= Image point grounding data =
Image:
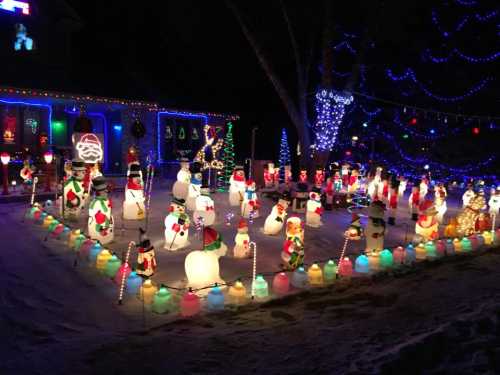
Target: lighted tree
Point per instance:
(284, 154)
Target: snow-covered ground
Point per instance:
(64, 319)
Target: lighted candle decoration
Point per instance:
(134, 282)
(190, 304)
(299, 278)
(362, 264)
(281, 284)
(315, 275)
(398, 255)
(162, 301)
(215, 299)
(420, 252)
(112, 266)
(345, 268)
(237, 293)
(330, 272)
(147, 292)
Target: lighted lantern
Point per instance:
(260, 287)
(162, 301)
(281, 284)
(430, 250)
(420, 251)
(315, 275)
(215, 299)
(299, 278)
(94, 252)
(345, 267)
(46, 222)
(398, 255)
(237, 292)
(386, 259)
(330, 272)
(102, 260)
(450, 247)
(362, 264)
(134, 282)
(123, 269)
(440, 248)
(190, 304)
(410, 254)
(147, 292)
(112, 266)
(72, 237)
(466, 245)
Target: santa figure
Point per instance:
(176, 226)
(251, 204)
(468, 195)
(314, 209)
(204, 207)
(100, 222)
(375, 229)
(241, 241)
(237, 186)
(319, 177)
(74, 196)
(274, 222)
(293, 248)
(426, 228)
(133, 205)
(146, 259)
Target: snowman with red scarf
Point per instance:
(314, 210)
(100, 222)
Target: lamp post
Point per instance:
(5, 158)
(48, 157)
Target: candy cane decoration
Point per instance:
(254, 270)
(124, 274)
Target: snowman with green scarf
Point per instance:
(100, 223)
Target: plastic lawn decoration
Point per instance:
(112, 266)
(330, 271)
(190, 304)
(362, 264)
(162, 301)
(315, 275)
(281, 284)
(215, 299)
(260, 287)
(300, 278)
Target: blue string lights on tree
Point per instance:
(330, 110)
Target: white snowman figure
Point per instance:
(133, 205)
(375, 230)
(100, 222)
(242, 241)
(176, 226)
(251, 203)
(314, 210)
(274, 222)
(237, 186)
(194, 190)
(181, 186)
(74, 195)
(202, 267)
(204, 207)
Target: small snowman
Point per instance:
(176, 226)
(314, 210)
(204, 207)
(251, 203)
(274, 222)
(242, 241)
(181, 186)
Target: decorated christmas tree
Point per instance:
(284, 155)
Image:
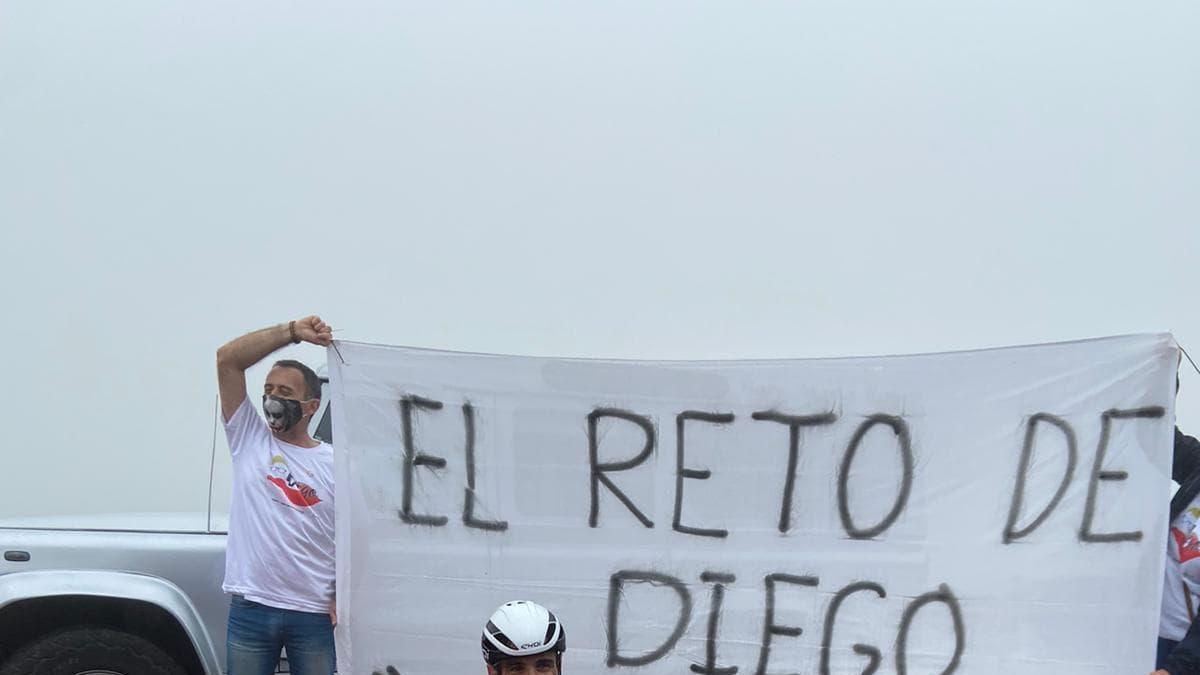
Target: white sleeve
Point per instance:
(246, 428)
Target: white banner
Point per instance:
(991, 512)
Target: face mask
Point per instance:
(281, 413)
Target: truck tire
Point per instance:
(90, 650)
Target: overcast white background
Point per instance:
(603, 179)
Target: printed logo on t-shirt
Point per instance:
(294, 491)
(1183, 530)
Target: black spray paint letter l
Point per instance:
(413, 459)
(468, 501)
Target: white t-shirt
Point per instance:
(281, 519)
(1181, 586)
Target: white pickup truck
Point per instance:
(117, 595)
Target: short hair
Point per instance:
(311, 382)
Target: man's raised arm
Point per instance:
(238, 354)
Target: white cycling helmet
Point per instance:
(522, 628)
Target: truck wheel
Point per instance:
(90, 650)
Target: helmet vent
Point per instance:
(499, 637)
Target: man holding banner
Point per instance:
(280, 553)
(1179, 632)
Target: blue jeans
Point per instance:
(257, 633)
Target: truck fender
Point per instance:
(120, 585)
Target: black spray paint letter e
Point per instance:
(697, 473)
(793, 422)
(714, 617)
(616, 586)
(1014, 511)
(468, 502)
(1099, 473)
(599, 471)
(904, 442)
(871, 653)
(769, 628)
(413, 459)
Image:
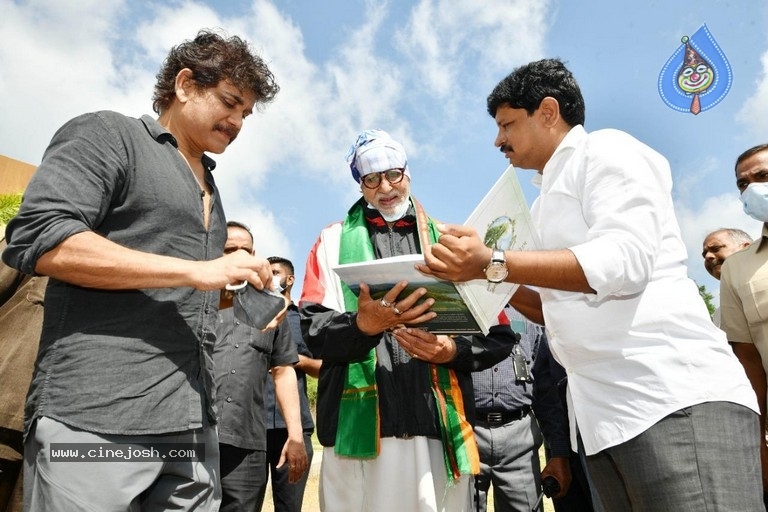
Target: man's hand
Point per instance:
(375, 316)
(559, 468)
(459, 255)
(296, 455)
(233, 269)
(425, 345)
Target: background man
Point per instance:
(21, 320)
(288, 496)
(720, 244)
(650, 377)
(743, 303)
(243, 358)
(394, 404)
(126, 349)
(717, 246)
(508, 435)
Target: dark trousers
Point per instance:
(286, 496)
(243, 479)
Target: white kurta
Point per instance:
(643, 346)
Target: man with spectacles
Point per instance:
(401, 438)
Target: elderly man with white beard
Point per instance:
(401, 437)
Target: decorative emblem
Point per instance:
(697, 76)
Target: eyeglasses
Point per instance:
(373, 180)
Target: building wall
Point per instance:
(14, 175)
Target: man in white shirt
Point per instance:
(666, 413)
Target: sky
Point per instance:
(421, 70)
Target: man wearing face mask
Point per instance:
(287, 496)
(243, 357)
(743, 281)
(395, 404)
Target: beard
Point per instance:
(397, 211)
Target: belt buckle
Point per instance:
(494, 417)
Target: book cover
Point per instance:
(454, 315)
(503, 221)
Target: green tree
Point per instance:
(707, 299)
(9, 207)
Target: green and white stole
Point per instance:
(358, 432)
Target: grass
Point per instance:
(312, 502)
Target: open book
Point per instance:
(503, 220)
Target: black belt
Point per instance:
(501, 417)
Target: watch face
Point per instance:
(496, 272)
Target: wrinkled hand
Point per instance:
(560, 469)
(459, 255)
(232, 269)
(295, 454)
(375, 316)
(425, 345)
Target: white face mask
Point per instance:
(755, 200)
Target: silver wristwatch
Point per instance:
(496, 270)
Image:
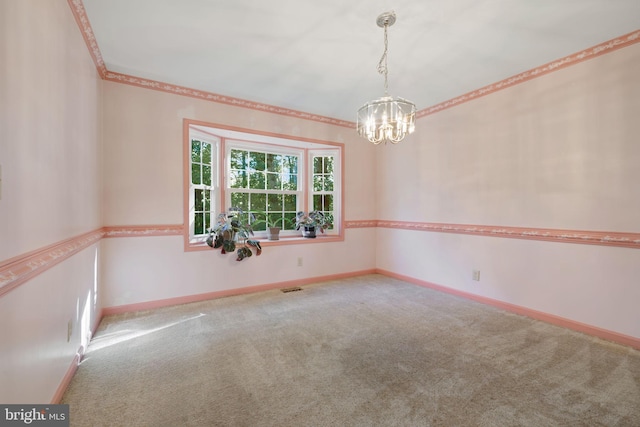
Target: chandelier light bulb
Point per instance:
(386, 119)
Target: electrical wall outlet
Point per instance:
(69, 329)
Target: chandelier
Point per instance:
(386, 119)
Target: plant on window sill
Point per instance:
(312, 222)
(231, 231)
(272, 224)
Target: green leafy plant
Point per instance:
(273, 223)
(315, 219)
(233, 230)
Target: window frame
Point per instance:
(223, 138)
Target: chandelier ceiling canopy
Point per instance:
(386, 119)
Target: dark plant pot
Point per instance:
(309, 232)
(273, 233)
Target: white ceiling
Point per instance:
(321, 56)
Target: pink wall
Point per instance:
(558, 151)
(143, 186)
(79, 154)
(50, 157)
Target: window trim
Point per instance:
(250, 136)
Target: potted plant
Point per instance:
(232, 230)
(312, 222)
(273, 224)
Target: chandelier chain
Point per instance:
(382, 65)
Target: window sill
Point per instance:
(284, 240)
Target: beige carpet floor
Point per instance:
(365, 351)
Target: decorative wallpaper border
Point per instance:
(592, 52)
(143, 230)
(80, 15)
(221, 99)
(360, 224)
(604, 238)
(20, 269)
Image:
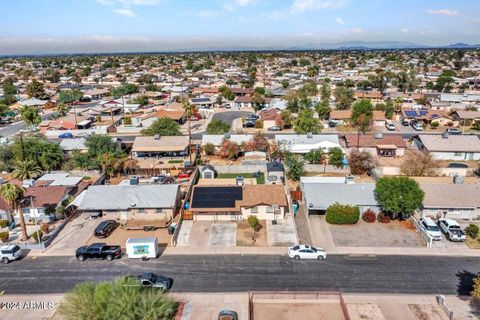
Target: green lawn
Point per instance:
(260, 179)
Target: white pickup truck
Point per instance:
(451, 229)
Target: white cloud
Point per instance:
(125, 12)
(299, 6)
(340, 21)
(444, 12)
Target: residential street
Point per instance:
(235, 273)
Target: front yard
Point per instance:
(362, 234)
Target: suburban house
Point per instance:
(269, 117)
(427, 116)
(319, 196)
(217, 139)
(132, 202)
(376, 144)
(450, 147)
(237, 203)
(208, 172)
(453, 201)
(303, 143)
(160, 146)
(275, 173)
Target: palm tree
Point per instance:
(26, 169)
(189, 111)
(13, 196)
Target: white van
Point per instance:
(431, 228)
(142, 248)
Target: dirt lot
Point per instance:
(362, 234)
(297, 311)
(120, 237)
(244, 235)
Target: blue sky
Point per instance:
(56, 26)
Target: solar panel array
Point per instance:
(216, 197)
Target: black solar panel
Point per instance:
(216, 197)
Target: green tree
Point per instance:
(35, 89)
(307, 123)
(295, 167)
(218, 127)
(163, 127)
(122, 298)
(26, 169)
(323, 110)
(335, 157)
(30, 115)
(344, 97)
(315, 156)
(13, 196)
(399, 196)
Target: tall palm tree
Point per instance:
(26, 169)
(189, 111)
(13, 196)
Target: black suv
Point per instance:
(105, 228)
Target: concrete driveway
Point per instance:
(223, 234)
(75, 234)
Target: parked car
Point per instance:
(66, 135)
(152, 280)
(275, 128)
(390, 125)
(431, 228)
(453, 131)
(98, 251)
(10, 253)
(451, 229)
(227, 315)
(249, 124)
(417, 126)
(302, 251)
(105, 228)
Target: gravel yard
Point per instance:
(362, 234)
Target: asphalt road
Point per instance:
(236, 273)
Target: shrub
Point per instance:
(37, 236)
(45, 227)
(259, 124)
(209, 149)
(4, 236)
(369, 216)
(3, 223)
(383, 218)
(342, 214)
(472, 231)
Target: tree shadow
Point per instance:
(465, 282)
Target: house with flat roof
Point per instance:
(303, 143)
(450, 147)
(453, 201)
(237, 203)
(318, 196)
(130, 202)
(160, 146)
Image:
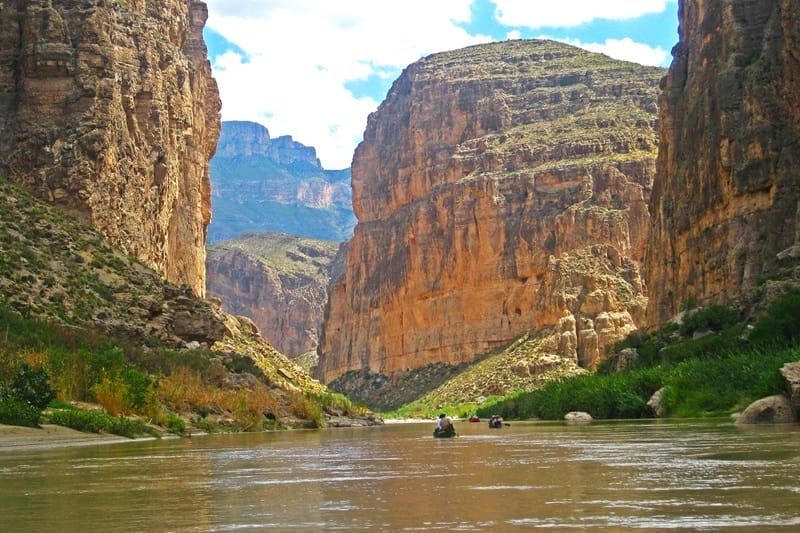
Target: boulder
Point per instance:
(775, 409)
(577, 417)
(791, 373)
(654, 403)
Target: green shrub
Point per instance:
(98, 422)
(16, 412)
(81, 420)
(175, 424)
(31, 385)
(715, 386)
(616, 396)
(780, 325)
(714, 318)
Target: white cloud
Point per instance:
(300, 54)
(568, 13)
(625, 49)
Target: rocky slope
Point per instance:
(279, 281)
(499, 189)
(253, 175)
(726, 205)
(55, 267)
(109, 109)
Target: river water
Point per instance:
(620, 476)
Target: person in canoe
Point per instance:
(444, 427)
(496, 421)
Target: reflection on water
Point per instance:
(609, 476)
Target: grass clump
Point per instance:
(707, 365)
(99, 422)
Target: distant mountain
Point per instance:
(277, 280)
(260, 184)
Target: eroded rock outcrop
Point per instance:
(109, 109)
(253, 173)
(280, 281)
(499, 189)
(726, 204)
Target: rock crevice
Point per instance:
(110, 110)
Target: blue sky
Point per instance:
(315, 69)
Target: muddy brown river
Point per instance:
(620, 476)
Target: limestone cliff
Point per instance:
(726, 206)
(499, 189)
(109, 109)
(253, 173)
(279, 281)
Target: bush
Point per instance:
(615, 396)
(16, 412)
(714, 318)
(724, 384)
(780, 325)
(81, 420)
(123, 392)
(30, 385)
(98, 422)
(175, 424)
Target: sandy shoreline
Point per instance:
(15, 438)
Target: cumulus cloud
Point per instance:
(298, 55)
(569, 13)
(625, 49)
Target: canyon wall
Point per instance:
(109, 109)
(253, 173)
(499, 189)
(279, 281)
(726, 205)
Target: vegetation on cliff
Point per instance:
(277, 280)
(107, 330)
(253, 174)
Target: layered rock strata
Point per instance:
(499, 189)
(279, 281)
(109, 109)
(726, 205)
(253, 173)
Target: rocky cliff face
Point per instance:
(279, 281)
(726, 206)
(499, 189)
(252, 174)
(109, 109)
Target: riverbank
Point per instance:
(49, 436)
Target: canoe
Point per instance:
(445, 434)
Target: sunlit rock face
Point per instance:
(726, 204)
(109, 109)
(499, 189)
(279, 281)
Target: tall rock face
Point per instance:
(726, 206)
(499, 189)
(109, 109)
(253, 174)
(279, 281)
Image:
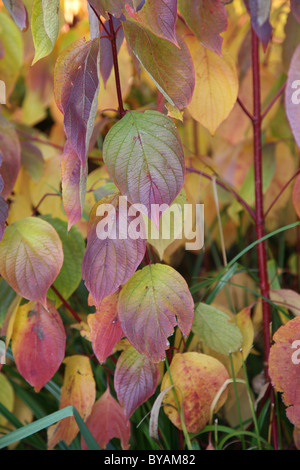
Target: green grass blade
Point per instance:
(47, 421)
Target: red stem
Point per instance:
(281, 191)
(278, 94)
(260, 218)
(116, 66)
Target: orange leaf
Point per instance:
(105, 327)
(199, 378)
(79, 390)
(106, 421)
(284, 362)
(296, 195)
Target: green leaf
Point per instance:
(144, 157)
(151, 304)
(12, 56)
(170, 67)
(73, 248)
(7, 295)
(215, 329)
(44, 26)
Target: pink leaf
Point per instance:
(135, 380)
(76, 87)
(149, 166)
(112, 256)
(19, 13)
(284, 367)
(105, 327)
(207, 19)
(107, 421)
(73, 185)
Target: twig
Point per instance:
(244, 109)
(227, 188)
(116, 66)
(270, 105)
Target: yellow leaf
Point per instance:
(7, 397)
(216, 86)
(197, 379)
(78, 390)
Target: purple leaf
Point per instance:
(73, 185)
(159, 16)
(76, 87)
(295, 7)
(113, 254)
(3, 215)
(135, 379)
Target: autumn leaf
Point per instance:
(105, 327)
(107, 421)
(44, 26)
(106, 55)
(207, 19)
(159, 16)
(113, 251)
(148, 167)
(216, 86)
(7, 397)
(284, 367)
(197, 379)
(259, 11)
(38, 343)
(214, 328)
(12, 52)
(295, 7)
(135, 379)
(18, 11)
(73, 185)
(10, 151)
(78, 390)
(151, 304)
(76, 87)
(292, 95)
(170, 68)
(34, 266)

= To do =
Every line above that includes the string "ceiling" needs to be copied.

= Exercise output =
Target: chandelier ceiling canopy
Target: white ceiling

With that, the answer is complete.